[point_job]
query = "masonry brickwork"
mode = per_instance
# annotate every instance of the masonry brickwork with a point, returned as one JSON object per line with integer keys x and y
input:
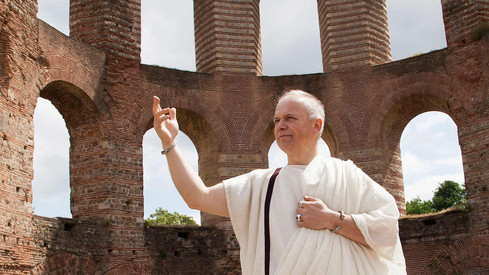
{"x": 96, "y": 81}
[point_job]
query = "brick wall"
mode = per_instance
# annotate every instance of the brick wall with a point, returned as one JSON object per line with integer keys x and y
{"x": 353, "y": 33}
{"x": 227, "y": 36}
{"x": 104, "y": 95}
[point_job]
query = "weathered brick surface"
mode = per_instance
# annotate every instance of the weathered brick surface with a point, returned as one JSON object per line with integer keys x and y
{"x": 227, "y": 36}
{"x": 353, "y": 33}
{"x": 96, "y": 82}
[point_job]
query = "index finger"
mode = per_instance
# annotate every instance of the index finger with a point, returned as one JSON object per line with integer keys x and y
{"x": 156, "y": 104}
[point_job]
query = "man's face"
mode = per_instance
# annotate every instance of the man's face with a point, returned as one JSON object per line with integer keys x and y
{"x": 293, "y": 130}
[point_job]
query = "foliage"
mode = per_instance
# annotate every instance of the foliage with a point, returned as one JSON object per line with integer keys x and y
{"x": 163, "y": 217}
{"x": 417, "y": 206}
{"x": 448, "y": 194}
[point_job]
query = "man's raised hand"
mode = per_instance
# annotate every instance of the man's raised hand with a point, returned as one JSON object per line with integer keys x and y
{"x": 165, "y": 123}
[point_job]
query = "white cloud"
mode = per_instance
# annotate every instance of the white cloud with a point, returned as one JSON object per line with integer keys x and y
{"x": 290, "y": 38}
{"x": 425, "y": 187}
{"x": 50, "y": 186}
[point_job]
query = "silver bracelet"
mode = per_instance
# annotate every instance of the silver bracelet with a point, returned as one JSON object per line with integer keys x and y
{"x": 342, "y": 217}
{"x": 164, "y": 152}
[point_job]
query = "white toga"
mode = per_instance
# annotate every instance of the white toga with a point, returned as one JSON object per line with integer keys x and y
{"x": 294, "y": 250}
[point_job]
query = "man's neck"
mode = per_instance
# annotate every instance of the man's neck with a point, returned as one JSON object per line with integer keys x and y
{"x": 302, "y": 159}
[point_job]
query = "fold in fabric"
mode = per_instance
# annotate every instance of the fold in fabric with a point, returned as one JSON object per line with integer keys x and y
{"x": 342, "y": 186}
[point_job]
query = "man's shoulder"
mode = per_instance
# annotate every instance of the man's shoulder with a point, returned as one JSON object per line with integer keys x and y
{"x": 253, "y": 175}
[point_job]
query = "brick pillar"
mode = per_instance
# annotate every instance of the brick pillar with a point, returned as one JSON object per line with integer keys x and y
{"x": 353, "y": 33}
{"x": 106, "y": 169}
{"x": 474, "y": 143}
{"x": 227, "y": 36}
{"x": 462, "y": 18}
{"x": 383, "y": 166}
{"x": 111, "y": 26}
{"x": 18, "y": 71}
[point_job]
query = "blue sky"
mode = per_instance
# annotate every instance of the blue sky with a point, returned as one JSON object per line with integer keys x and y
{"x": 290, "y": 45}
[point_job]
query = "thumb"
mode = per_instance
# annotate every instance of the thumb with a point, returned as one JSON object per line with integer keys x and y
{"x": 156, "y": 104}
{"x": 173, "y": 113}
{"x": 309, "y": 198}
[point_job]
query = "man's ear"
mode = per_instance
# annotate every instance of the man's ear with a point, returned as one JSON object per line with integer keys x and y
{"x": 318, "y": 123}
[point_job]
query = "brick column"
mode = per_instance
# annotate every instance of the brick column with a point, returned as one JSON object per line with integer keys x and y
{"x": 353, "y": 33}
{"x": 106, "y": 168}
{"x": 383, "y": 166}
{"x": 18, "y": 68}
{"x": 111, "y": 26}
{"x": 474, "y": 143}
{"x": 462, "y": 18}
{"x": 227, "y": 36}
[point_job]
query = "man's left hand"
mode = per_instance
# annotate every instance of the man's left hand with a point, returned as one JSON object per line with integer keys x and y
******
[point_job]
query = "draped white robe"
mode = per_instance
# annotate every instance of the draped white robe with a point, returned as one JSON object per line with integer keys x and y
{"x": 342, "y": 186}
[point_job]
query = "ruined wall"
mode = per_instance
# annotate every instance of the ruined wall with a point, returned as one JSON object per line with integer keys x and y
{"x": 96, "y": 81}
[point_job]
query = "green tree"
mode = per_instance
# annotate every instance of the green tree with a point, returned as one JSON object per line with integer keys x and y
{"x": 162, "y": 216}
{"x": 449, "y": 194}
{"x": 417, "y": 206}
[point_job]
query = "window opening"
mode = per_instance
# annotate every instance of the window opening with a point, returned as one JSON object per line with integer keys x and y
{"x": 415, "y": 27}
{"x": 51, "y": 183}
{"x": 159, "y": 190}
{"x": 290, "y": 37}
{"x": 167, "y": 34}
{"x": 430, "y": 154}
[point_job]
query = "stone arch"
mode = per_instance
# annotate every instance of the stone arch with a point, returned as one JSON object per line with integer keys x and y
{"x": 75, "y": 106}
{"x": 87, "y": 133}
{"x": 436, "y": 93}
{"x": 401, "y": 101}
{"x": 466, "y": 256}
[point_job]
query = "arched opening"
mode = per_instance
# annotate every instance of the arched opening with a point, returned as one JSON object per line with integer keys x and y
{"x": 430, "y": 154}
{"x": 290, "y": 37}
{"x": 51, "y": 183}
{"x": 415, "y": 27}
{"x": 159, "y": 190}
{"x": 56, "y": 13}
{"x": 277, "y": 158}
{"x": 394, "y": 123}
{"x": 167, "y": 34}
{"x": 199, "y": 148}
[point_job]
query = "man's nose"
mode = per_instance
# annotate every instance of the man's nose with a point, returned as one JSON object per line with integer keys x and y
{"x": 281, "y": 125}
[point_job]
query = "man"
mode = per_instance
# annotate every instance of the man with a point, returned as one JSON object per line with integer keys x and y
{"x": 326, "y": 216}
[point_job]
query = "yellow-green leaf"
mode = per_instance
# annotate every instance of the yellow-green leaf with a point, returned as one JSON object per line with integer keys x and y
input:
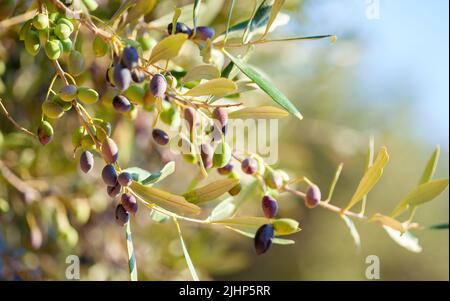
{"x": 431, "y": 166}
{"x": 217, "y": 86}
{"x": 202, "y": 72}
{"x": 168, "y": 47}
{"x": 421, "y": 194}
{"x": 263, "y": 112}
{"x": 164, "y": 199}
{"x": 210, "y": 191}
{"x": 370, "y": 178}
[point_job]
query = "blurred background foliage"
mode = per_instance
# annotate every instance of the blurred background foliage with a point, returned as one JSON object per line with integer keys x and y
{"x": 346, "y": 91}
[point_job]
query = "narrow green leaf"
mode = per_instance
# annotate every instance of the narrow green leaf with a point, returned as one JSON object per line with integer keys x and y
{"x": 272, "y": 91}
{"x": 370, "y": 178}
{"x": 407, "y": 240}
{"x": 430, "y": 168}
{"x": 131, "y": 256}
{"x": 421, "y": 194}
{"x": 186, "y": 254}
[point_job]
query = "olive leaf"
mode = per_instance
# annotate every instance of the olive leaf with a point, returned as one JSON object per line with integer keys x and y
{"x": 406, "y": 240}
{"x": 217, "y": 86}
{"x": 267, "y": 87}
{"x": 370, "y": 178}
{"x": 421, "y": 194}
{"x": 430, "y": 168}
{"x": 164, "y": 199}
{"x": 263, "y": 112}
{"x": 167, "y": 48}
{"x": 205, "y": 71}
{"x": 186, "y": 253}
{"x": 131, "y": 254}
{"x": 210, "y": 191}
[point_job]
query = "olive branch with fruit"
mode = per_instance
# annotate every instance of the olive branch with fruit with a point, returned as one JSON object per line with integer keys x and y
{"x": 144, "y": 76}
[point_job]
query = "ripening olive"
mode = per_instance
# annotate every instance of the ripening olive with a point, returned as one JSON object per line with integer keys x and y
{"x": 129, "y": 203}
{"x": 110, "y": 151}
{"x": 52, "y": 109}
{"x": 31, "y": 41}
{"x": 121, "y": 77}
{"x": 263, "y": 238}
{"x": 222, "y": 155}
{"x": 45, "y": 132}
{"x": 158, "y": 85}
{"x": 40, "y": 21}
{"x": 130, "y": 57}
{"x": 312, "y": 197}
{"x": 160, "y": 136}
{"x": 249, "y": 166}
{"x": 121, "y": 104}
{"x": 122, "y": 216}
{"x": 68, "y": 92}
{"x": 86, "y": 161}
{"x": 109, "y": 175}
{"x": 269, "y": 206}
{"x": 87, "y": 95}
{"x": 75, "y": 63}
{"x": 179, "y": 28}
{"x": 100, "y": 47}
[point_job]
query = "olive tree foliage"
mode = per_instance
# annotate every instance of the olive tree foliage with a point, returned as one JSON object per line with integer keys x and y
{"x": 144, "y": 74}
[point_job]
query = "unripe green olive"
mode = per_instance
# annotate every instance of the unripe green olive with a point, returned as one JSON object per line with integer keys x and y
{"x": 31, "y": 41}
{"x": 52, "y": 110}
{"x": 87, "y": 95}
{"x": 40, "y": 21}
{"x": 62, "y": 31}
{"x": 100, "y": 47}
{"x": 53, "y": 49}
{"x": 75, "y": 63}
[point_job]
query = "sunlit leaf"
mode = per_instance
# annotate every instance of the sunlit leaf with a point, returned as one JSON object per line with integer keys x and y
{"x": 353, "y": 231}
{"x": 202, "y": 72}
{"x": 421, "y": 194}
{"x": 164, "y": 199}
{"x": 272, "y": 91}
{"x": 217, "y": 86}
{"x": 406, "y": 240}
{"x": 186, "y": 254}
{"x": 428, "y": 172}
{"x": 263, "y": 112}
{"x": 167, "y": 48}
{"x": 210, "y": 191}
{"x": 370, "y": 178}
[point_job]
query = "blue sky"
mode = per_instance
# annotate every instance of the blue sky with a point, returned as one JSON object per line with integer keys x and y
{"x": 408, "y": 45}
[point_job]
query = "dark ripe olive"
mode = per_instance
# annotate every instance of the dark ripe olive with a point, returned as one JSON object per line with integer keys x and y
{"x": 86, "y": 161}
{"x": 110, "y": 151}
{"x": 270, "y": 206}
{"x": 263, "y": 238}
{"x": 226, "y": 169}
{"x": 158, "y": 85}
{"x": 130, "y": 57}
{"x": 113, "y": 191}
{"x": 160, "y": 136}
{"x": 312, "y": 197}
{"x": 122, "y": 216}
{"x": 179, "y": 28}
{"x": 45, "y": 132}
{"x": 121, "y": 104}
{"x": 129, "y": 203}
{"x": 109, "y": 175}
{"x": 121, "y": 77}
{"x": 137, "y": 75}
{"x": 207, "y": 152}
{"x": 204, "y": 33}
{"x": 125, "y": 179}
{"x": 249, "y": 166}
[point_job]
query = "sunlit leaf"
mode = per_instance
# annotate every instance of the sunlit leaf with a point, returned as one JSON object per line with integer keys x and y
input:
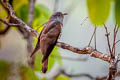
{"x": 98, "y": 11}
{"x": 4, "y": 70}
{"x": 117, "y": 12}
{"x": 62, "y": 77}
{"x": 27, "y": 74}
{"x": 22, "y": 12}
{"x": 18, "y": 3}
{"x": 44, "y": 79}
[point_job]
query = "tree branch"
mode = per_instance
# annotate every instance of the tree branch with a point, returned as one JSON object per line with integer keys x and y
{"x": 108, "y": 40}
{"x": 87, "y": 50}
******
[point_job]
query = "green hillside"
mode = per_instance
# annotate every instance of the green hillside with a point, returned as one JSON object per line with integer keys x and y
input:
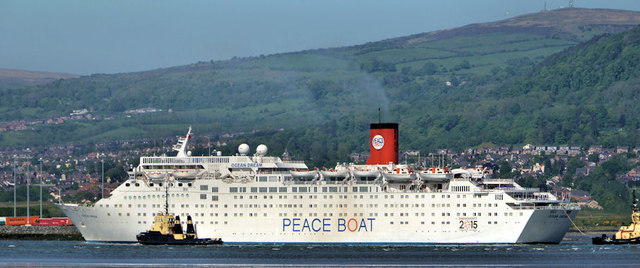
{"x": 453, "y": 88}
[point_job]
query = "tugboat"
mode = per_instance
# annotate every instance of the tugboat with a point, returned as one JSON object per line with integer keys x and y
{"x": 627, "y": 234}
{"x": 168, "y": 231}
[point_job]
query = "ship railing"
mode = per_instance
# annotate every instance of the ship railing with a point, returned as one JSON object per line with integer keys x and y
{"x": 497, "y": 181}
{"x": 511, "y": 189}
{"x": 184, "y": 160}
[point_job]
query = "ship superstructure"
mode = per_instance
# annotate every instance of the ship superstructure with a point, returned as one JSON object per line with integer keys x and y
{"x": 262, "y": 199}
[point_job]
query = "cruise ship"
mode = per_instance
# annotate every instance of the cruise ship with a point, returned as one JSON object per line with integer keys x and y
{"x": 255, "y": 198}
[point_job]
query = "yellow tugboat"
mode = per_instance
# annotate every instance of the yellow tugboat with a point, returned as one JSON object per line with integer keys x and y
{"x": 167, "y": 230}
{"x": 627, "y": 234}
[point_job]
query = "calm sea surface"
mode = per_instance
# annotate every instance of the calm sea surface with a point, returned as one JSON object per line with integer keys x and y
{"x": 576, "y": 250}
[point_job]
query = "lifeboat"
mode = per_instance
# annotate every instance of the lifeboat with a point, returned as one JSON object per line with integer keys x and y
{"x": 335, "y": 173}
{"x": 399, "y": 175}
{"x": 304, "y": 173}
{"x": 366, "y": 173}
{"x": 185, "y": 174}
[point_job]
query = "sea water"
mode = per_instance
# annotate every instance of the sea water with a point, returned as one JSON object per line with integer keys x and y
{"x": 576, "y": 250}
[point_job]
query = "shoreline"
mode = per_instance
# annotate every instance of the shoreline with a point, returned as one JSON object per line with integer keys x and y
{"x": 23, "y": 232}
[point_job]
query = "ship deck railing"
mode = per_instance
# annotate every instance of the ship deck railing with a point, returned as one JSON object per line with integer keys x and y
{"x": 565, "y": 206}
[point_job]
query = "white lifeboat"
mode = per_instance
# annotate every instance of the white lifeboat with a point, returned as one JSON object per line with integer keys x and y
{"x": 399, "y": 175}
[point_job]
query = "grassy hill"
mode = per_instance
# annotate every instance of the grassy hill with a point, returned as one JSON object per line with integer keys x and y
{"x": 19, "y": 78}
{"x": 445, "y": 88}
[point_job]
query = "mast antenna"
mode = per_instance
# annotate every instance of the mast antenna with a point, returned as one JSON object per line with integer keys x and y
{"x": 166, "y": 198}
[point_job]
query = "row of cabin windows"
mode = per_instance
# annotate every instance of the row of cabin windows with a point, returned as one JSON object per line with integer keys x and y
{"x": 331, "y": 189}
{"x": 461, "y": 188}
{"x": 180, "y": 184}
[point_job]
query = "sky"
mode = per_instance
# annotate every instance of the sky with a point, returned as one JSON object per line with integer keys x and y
******
- Action item -
All lines with the string "brickwork" must be copied from the data.

- Solution to this problem -
query = "masonry brickwork"
# annotate every instance of the masonry brickwork with a point, returned as one JSON object per line with integer keys x and y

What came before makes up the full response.